Find the line containing "Would you mind tagging the white washing" in the data below, then output that line and each one after it exactly, with nothing else.

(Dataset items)
◆ ◆ ◆

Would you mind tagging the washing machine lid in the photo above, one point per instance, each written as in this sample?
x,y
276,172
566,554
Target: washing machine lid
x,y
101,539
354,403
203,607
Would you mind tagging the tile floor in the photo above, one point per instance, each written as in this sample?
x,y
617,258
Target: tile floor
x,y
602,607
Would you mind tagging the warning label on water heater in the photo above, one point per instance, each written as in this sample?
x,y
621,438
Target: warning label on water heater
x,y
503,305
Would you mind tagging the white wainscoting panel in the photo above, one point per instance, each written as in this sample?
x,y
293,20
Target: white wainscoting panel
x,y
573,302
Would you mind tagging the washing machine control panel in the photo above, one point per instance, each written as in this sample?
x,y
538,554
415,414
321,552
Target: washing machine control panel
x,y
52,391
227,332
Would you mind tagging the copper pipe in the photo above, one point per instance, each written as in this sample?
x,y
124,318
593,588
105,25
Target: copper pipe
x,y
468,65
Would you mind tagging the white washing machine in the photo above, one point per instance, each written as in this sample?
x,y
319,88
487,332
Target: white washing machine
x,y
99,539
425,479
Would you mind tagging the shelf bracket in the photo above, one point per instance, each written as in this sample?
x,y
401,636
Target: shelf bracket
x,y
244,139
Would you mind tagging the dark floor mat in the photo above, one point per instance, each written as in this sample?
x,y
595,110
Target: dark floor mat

◆ ◆ ◆

* **YOUR SOLUTION**:
Would you mind tagging the white washing machine in the photo above, one point per instance, each written as in this sample?
x,y
319,88
487,332
Target: white washing machine
x,y
99,539
425,479
Would you mind tagging the shelf bracket in the photo above, one point per instance, each written as in this sample?
x,y
401,636
Target: shelf bracket
x,y
244,139
Would you mind tagging the dark floor mat in the photo above, one point per instance, each written as in this sample?
x,y
595,110
Target: dark floor mat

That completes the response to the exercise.